--- Exercise objective ---
Rewrite each of the entries below with "snow-capped mountain" changed to "rocky peak", keeping every other line and character the same. Leave out the pictures.
+++
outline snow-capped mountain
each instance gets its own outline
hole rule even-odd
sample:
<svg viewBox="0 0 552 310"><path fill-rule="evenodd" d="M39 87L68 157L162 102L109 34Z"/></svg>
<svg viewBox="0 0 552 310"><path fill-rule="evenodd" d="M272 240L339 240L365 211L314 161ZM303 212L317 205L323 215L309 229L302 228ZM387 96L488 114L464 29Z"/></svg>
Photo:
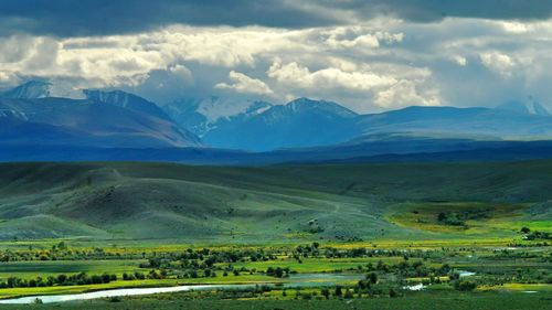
+++
--- Response ---
outline rocky peak
each instance gets its own outline
hole rule even-odd
sample:
<svg viewBox="0 0 552 310"><path fill-rule="evenodd" d="M39 87L68 157L162 102L109 34Z"/></svg>
<svg viewBox="0 0 552 310"><path fill-rule="evenodd" d="M272 240L339 240L365 211L314 161ZM303 212L317 205L323 215L309 229L302 228ZM387 96L488 114L464 29Z"/></svg>
Photo:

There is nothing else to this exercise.